» **ACTIVITY**: Print the lines below exactly, beginning with the one that contains "378L447 392L409 311L378" and stopping after the last line.
*** ENTRIES PROVIDED Section Begins ***
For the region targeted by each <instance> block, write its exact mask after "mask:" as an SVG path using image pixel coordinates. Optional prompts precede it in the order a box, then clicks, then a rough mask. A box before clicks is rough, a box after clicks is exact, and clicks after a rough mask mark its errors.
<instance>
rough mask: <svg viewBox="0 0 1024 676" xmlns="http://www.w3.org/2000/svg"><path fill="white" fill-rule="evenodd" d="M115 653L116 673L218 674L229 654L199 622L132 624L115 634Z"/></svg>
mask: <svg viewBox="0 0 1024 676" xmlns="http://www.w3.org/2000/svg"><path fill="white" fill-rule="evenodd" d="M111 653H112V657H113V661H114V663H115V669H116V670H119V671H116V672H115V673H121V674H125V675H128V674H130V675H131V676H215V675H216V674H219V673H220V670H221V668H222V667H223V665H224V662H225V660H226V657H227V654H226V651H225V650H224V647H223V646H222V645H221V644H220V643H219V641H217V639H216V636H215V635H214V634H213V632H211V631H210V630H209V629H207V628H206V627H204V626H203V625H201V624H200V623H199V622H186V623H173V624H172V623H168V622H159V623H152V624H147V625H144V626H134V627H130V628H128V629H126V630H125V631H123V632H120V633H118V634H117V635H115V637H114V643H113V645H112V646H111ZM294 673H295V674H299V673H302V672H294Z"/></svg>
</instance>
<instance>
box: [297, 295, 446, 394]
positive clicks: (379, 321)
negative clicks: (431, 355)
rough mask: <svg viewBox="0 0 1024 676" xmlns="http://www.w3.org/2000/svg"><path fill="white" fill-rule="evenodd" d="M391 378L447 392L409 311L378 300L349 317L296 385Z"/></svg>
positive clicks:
*** ENTRIES PROVIDED Section Ends ***
» **RESPONSE FOR THIS EXERCISE**:
rough mask: <svg viewBox="0 0 1024 676" xmlns="http://www.w3.org/2000/svg"><path fill="white" fill-rule="evenodd" d="M391 378L447 392L409 311L378 300L349 317L296 385Z"/></svg>
positive clicks:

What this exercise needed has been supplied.